--- PASSAGE TO READ Enclosed Below ---

The orchard is a favored spot for birds, many of which are building nests right now. An organically managed orchard is a buggy place, since we tolerate insects, even apple-damaging ones, unless they cause significant damage to the crop. Some birds eat bugs all the time, while many others rely on insects to feed their babies even if they eat mostly fruit or seeds as adults. We have nesting pairs of robins, Baltimore orioles, tree swallows, kingbirds, indigo buntings, cedar waxwings, a half-dozen warbler species, and an array of other birds helping to keep the insect populations under control in our orchard.

More clay

We added more clay yesterday morning and now have good coverage to try and keep the Plum Curculio out of the trees. It can also help keep Codling Moths' from laying their eggs, thus knocking down their first generation.

Apples forming on the Cortlands, with clay on them.



We put on our first heavy coating of a super refined kaolin clay today, a product called Surround. We use it as a deterrent to keep certain bugs from damaging the fruit. The particles come off on the bugs as they try to move through the tree thus irritating them and hopefully making them want to move on. It can be a pain as it can wash off easily in the rain so for the next 4-6 weeks we will have to keep reapplying after heavy rains.


Sprayed sulfur again (2nd time) this morning, there are some blossoms on almost everything at this point except the Northern Spys which are always late. We have holes on the ground for the foundation of our new cider mill. It is not going to be very big, look at it as scaled to the size of our orchard. At 14' x 18' it should allow us to make and store as much fresh cider as we can/want with an orchard our size. Very exciting!


The Liberties are furthest ahead now.

--- End of Enclosed PASSAGE TO READ ---

WORK REQUIRED
Translate this sentence from the orchard notes into Spanish: "Some birds eat bugs all the time, while many others rely on insects to feed their babies even if they eat mostly fruit or seeds as adults."

--- PROVIDED DATA Enclosed Below ---

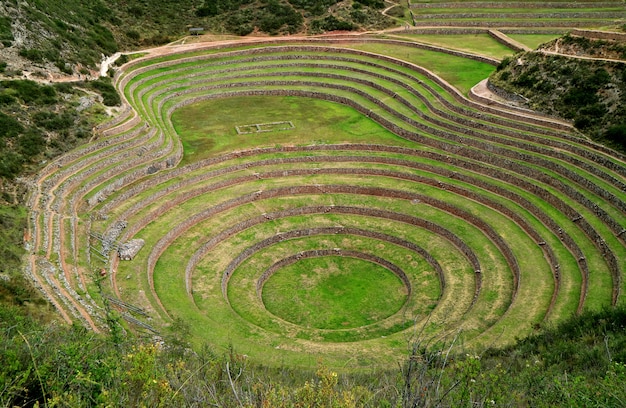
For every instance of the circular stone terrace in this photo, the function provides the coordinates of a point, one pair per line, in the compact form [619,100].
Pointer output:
[459,219]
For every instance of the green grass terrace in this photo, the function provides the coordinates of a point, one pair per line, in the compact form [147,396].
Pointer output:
[328,199]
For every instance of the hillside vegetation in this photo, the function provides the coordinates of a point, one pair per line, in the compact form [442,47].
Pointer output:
[579,362]
[589,91]
[42,35]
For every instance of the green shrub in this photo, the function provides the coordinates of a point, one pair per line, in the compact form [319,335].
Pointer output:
[6,32]
[30,92]
[31,143]
[617,134]
[9,126]
[10,164]
[104,86]
[53,121]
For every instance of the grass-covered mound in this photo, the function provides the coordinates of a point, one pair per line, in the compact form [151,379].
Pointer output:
[496,222]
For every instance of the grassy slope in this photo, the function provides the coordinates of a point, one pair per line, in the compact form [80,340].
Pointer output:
[57,361]
[591,93]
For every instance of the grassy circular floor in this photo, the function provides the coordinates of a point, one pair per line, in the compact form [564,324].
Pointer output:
[334,293]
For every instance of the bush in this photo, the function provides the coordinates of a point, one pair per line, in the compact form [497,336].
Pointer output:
[9,126]
[107,90]
[617,134]
[30,92]
[31,143]
[53,121]
[6,32]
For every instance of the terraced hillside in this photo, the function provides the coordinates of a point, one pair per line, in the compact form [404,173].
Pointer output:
[252,170]
[516,14]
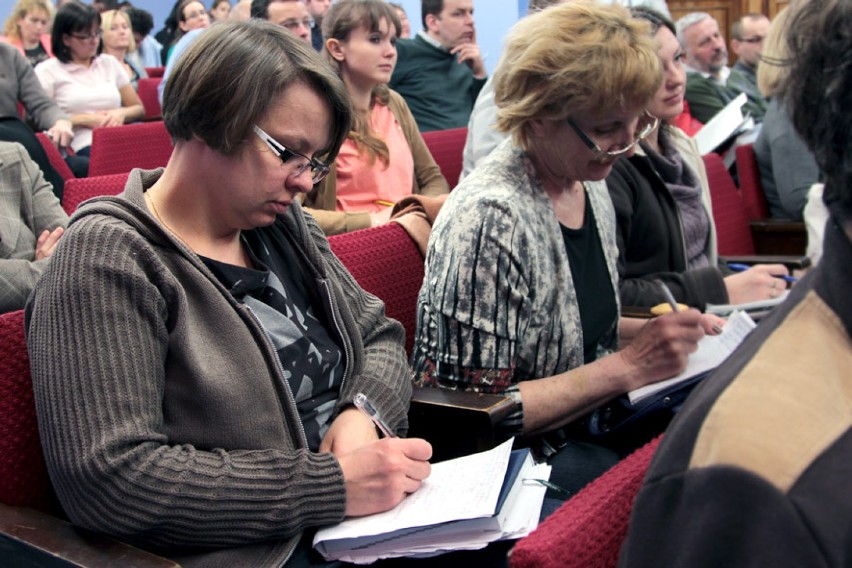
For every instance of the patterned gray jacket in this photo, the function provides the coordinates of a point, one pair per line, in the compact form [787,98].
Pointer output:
[498,304]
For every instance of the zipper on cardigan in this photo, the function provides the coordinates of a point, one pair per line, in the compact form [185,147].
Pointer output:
[334,320]
[280,369]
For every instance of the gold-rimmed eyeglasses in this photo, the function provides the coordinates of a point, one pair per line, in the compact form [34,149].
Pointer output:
[645,126]
[318,169]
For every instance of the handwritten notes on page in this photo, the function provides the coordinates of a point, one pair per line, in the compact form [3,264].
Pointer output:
[464,504]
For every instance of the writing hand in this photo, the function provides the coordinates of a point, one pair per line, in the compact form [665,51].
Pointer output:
[47,242]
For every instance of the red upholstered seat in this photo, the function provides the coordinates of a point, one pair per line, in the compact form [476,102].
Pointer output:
[686,122]
[589,529]
[733,232]
[385,262]
[447,146]
[55,158]
[750,187]
[23,474]
[147,91]
[119,149]
[78,190]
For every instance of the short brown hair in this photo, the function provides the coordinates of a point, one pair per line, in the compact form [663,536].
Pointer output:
[22,9]
[573,58]
[228,79]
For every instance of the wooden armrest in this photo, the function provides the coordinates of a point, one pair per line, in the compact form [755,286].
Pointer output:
[457,423]
[32,538]
[779,236]
[793,262]
[641,312]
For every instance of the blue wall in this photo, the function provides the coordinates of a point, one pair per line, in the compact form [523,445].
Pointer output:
[493,19]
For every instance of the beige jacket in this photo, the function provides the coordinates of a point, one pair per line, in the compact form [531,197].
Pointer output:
[428,180]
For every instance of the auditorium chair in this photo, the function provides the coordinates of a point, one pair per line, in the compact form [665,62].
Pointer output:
[78,190]
[447,147]
[147,91]
[119,149]
[55,157]
[587,531]
[735,234]
[771,236]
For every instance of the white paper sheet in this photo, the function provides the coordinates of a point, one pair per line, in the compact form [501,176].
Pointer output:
[712,350]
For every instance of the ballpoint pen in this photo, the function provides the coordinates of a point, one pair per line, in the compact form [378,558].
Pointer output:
[667,294]
[364,405]
[736,267]
[673,303]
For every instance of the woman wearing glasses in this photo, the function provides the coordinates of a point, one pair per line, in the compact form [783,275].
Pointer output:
[191,15]
[520,291]
[91,87]
[662,204]
[384,158]
[197,346]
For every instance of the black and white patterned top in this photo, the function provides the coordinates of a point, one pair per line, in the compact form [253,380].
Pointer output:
[293,317]
[498,304]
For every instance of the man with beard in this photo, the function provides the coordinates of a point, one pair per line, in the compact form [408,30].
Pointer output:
[707,80]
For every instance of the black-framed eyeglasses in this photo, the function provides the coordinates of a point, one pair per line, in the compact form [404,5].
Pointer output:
[87,37]
[645,126]
[293,24]
[318,169]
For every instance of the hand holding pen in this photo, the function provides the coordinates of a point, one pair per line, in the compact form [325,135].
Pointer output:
[736,267]
[713,324]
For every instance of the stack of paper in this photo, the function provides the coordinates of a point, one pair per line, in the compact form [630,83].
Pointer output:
[724,125]
[465,504]
[712,350]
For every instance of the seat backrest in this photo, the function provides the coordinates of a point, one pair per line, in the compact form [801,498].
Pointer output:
[733,233]
[750,187]
[147,91]
[686,122]
[78,190]
[119,149]
[447,147]
[55,158]
[587,531]
[385,262]
[23,474]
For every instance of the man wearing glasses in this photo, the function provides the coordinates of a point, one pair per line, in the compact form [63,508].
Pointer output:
[708,79]
[290,14]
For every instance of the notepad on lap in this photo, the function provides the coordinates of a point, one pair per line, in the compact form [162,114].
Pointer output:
[464,504]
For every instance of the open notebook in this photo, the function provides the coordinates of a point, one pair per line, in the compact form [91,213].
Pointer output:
[712,351]
[463,505]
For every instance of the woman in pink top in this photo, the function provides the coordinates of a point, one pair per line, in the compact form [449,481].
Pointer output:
[25,29]
[384,158]
[92,88]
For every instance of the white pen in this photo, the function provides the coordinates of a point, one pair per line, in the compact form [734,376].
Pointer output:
[364,405]
[668,296]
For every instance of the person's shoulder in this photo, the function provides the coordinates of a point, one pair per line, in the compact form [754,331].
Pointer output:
[51,65]
[107,61]
[11,152]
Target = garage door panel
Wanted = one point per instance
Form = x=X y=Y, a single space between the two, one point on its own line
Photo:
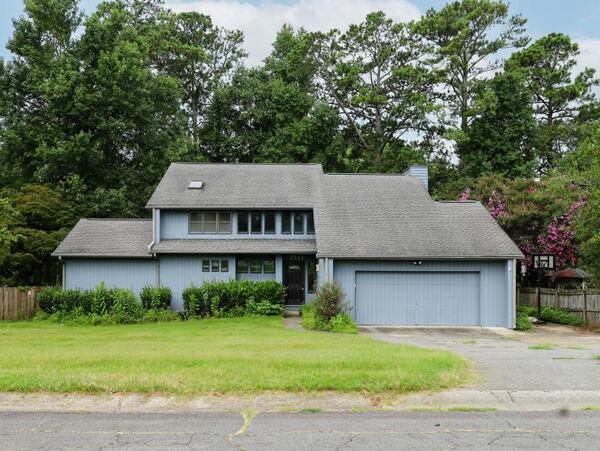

--- End of Enclosed PROVIDED DATA ---

RESPONSE TO THIS TASK
Algunas aves comen insectos todo el tiempo, mientras que muchas otras dependen de los insectos para alimentar a sus crías, aunque de adultas coman sobre todo fruta o semillas.